==== RECORDS SHOWN
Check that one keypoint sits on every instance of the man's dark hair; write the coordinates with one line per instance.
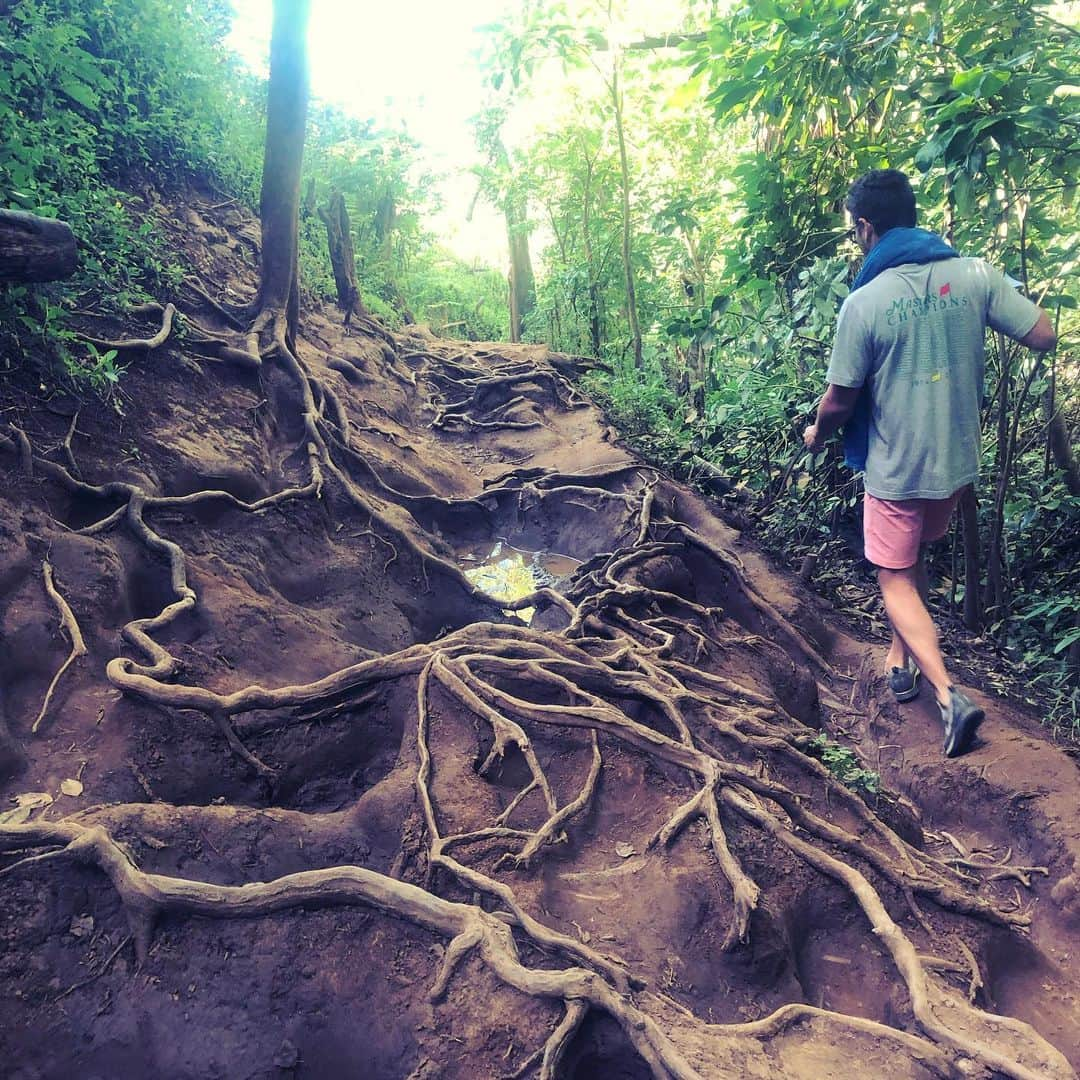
(885, 198)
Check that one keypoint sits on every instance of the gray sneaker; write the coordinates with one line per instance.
(904, 682)
(961, 717)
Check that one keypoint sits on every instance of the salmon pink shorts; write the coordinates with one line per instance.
(893, 531)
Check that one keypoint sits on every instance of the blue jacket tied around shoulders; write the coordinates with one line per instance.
(894, 248)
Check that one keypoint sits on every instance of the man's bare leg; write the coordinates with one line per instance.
(899, 652)
(913, 628)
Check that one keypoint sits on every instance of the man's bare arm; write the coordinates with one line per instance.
(835, 407)
(1041, 336)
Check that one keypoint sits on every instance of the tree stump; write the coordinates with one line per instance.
(35, 248)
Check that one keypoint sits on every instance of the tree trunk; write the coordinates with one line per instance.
(994, 598)
(635, 331)
(342, 257)
(969, 517)
(35, 248)
(523, 297)
(280, 199)
(594, 299)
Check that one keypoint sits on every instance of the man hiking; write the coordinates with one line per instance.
(906, 377)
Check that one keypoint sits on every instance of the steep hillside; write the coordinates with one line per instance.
(308, 801)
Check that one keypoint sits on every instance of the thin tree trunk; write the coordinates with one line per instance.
(635, 331)
(342, 257)
(969, 518)
(280, 199)
(993, 597)
(594, 307)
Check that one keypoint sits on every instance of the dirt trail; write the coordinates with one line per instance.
(338, 812)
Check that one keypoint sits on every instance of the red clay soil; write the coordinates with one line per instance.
(331, 811)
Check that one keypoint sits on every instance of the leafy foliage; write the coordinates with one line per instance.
(126, 95)
(745, 138)
(845, 765)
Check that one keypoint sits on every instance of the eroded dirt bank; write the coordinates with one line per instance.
(339, 813)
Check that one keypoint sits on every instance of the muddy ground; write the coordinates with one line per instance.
(313, 805)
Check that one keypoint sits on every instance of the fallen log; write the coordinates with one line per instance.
(35, 248)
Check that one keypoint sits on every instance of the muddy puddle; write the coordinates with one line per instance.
(505, 572)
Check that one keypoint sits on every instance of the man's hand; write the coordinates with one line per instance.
(833, 413)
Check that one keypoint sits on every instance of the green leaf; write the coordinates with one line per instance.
(80, 92)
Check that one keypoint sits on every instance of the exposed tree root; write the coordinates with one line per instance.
(629, 670)
(68, 623)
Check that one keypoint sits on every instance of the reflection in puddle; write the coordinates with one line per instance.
(509, 574)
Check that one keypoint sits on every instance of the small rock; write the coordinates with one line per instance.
(81, 926)
(287, 1056)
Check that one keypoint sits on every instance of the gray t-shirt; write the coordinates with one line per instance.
(917, 336)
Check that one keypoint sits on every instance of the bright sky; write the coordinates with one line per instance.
(413, 63)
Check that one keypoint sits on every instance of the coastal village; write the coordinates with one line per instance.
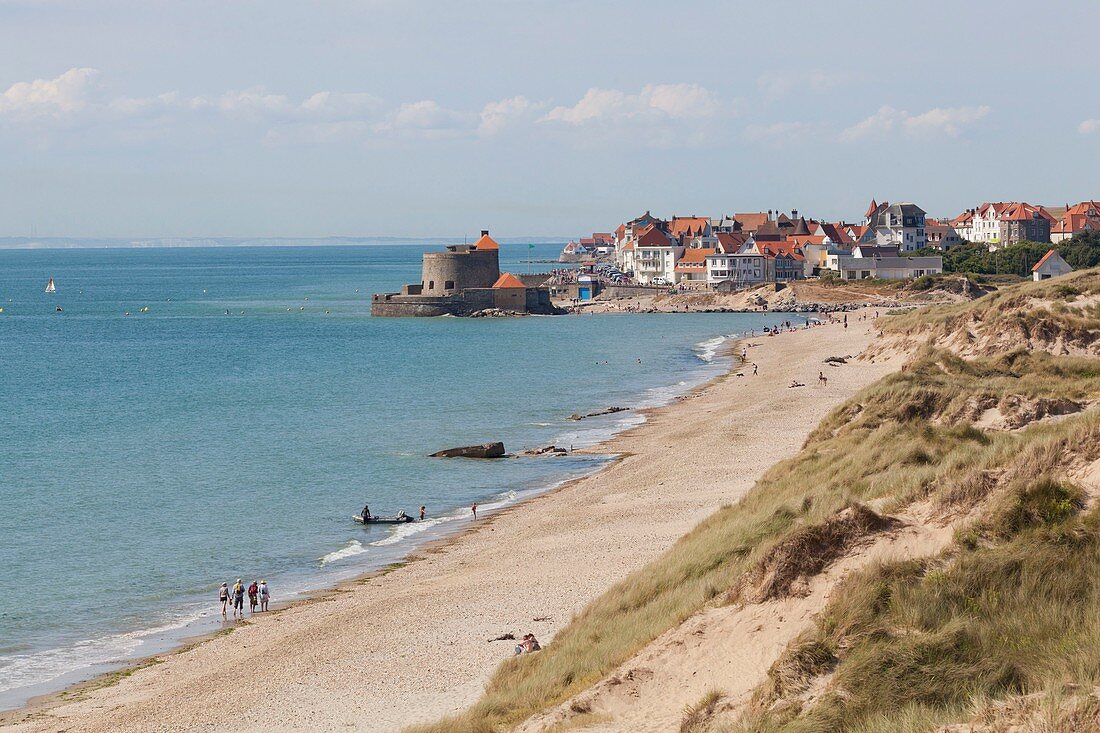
(891, 241)
(733, 253)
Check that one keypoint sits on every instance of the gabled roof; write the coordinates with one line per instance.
(802, 240)
(730, 242)
(752, 220)
(1023, 211)
(1049, 255)
(963, 219)
(694, 259)
(486, 242)
(689, 226)
(507, 280)
(652, 236)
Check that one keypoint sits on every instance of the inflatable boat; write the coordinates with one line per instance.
(382, 520)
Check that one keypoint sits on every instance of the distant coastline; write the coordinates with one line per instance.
(182, 242)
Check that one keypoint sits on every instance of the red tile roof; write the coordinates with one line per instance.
(690, 226)
(694, 259)
(1043, 260)
(509, 281)
(751, 221)
(486, 242)
(651, 236)
(728, 243)
(1022, 211)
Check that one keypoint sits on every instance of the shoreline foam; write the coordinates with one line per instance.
(130, 649)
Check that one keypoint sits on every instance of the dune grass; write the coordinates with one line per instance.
(912, 645)
(906, 438)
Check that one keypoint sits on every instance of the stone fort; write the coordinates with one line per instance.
(462, 280)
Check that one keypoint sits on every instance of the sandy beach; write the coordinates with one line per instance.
(411, 645)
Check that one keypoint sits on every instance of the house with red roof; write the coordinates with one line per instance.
(939, 234)
(691, 267)
(1023, 222)
(652, 255)
(1077, 219)
(1051, 265)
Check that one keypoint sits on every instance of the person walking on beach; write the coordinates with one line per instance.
(238, 599)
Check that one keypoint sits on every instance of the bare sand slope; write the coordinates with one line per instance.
(411, 645)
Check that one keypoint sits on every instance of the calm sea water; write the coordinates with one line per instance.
(144, 459)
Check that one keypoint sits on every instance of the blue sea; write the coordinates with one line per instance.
(233, 428)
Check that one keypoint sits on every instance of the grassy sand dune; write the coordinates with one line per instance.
(989, 442)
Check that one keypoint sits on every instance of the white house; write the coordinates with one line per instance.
(740, 270)
(889, 267)
(901, 225)
(1051, 265)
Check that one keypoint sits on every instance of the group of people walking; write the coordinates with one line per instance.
(257, 592)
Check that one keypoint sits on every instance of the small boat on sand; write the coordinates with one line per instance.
(382, 520)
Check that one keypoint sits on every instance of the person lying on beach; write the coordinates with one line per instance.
(529, 644)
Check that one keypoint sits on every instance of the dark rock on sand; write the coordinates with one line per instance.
(486, 450)
(609, 411)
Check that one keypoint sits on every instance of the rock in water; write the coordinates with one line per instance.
(486, 450)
========
__GIVEN EXERCISE__:
Print the complete listing exactly, apart from any pictures.

__PROBLEM SOLUTION__:
Check that one keypoint sits on every instance of the man's dark hair; write the coordinates with one line per instance.
(885, 198)
Check that one keypoint sits on every instance of the gray sneaker; write the coordinates with one line per instance.
(904, 682)
(961, 717)
Check that one keypoint sits on every instance of the salmon pink shorts; write the coordinates with one line per instance.
(893, 531)
Check that one keypoint sits on every instance of the blue jacket tied around shoulders; write the coordinates with one line per instance.
(894, 248)
Check that one keypoint sits on every instance of the man's bare leg; write the coordinates with one line per instance.
(899, 652)
(913, 628)
Check that one keypoint sits on every instance of the man's bare arm; write the coordinates with one line per instance.
(835, 407)
(1041, 336)
Check that one keypoint sits on every instance of the tree stump; write the coordinates with one line per instance.
(35, 248)
Check that one keypoint sits on every instance of the tree trunk; write the coordinates with one line per instance.
(994, 598)
(635, 331)
(342, 257)
(969, 517)
(35, 248)
(523, 297)
(280, 199)
(594, 299)
Check that one keypoint sits on every instance of the man hiking; write the coordinates with one line per instance.
(906, 377)
Check that one keypoint sits on every instance of the steep hillside; write the coordinates with one line per instance.
(308, 801)
Check that one keypoint sits on every instance of the thin tree trunk; write the coordinates with one line per instance.
(635, 331)
(342, 257)
(969, 518)
(280, 199)
(993, 597)
(594, 307)
Check that one keypoint sits on every instance of the dirt trail; write the coordinates with one line per instance.
(338, 812)
Check that one keypoint sits on every instance of the red clay soil; write the coordinates with one line per instance.
(331, 811)
Check that one keypoint sits on every instance of the leafy foliage; write the coordinates with one line per instance.
(126, 95)
(745, 138)
(845, 765)
Check that one keypoint sits on every instance of the eroded dirt bank; write the coordinates with one line per instance.
(339, 813)
Check that one keypoint sits on every instance of the muddy ground; write the coordinates with one line per instance.
(313, 805)
Check that one keypoint sits on every instance of the fallen log; write the coordinates with one line per instance.
(35, 248)
Check that one keypoint sits on every instance of the muddy puddle; write the coordinates with one line per instance.
(505, 572)
Check that one keypoint sits on every instance of the man's hand; write the coordinates with one line per instance.
(833, 413)
Check that one keypoint sits on every instance of the green leaf; write the coordinates with one line per instance.
(80, 92)
Check that one keypoint sits on every instance of the exposed tree root; write the coordinates with one line per instance.
(629, 670)
(68, 623)
Check that one keypoint sits on every instance of the reflection in puddle; write the coordinates with one line per instance.
(509, 574)
Check that one keypoint sits on every instance of the small rock; write the coordinates with one line per instance.
(81, 926)
(287, 1056)
Check that one keypoint sits on every instance of the gray t-shirt; write the coordinates with one line per instance.
(917, 336)
Check that one keypoint sits on every instance of the bright sky; write the coordinates with one line per instance.
(413, 63)
Check that one keypoint sits on every instance of the coastal village; write the coordinates with one line per instance.
(891, 241)
(733, 253)
Check that one keypoint sits on every instance of the gabled roof; write the coordinates with one line per instance.
(802, 240)
(730, 242)
(752, 220)
(1023, 211)
(1049, 255)
(963, 219)
(694, 259)
(486, 242)
(689, 226)
(507, 280)
(652, 236)
Check that one keypoint sits on every instance of the inflatable boat; write the coordinates with one line per instance.
(382, 520)
Check that one keypoint sits on every instance of the distant coastline; write the coordinates with one line per instance.
(182, 242)
Check that one keypoint sits on every instance of the red tile roof; write the coordinates with one line per instance.
(690, 226)
(694, 259)
(1043, 260)
(509, 281)
(751, 221)
(486, 242)
(651, 236)
(728, 243)
(1022, 211)
Check that one keypoint sits on every instance of the shoreline foam; write the coordinates with one line per instance.
(130, 649)
Check that one keypoint sits on every instance of the dune grass; write the coordinates with one line per instance.
(912, 645)
(906, 438)
Check that one keypoint sits on every instance of the stone fort; write the coordinates with one line per instance.
(462, 280)
Check that one keypoint sits on every instance of the sandy beach; write the coordinates with one line per instance.
(411, 645)
Check that one keypoint sits on every instance of the house with red roof; write the coordinates with one line per instance.
(939, 234)
(691, 267)
(1023, 222)
(652, 255)
(1077, 219)
(1051, 265)
Check that one keypoint sits on every instance of the person walking on beach; write the coordinates with one line per instance.
(238, 599)
Check that one keypoint sits on every instance of the bare sand slope; write the coordinates with one line per instance.
(411, 645)
Check that one keypoint sits on every instance of the calm sea water; write the coordinates with one line per instance.
(144, 459)
Check that one keypoint sits on every instance of the blue sea; write the coordinates with one line per instance.
(233, 428)
Check that one keypoint sits on every instance of the grassy sand dune; write the coordinates with one line per instance.
(989, 442)
Check that one keypoint sits on every instance of the white house; write the coordinates with one line per instance.
(740, 270)
(889, 267)
(901, 225)
(1051, 265)
Check that one keypoint sits on every instance of the group of people walking; write the coordinates with one line per instance.
(257, 592)
Check that one keypoint sits on every instance of the small boat on sand; write the coordinates with one line per instance.
(382, 520)
Check that one keypoint sits on every instance of the person lying on beach; write the coordinates with one line per instance.
(529, 644)
Check that one keypoint sits on every instance of the dark rock on sand; write the coordinates with one line per instance.
(486, 450)
(609, 411)
Check that one keypoint sits on every instance of the rock in water; write the coordinates with one line per instance.
(486, 450)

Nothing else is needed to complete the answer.